**Testo estratto**
════════════════════
VISIONI

L’ultima frontiera di Hollywood: così ti «clono» il divo. In 3 D

FANTASCIENZA
GIONA A. NAZZAROcina/usa

Clonare un divo. Un po’ come stamparsi la moneta in casa. Una roba da falsari, insomma. D’altronde, però, il potere d’acquisto del denaro è un contratto che si contrae fra le parti. Se si accetta la sua «esistenza», quindi il suo valore, il denaro diventa «valuta» e può… muoversi. Senza volere fare gli zdanovisti di ritorno, i divi sonno la valuta dello star system; il segno più evidente della società dello spettacolo (e non c’è – più – bisogno di andare a scomodare Debord e la sua massima super inflazionata).
════════════════════
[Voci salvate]
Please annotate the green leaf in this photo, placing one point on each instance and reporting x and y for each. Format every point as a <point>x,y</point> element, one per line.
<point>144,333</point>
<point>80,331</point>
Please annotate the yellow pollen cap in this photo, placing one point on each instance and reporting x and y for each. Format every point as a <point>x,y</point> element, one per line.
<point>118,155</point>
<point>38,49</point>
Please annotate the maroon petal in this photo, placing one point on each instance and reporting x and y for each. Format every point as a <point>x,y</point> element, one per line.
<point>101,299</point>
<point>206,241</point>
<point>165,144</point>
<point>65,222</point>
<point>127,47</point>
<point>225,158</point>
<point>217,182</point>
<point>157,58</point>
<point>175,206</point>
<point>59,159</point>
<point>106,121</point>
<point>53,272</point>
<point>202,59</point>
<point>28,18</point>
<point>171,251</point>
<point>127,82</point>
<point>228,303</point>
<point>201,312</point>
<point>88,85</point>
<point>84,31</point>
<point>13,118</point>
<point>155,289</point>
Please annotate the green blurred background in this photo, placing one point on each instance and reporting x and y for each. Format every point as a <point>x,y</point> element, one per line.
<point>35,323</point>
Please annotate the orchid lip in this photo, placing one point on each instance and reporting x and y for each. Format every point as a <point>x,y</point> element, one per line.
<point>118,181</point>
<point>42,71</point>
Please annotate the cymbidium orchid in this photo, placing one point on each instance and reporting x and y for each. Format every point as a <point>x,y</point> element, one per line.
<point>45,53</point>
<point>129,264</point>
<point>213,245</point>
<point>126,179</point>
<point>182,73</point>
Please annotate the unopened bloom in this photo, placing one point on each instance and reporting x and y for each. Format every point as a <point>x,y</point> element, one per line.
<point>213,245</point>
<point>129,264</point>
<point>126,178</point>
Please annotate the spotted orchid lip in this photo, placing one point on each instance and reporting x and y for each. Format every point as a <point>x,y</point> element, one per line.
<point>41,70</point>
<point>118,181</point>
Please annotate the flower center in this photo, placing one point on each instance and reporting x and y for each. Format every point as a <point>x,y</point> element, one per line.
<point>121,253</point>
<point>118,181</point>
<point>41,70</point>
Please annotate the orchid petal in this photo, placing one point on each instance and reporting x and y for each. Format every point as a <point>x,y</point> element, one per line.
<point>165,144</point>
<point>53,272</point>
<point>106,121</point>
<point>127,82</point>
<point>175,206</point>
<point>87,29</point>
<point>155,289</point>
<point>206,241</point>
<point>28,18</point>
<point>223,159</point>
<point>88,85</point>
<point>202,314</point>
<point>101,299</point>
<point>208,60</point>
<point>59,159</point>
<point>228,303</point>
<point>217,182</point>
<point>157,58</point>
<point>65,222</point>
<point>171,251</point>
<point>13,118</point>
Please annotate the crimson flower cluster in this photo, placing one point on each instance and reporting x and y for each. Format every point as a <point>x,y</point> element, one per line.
════════════════════
**Domande**
A: Per ciascuna affermazione indica se concorda con l'articolo sui divi clonati e cita le parole che lo decidono:
(i) Clonare un divo viene paragonato allo stamparsi la moneta in casa.
(ii) Il potere d'acquisto del denaro è fissato dalla legge.
(iii) Per parlare dei divi bisogna ancora tirare in ballo Debord.
B: Rispondi in base all'articolo sui divi clonati:
(i) Secondo il titolo, in che formato viene «clonato» il divo?
(ii) Con quale genere è etichettato l'articolo?
(iii) Di che cosa sono il segno più evidente i divi?
C: Trascrivi dall'articolo sui divi clonati, parola per parola, il passo da "FANTASCIENZA" a "massima super inflazionata).".

**Risposte**
A:
(i) Sì: "Clonare un divo. Un po’ come stamparsi la moneta in casa."
(ii) No: "il potere d’acquisto del denaro è un contratto che si contrae fra le parti"
(iii) No: "non c’è – più – bisogno di andare a scomodare Debord"

B:
(i) In 3 D.
(ii) Fantascienza.
(iii) Della società dello spettacolo.

C:
FANTASCIENZA
GIONA A. NAZZAROcina/usa

Clonare un divo. Un po’ come stamparsi la moneta in casa. Una roba da falsari, insomma. D’altronde, però, il potere d’acquisto del denaro è un contratto che si contrae fra le parti. Se si accetta la sua «esistenza», quindi il suo valore, il denaro diventa «valuta» e può… muoversi. Senza volere fare gli zdanovisti di ritorno, i divi sonno la valuta dello star system; il segno più evidente della società dello spettacolo (e non c’è – più – bisogno di andare a scomodare Debord e la sua massima super inflazionata).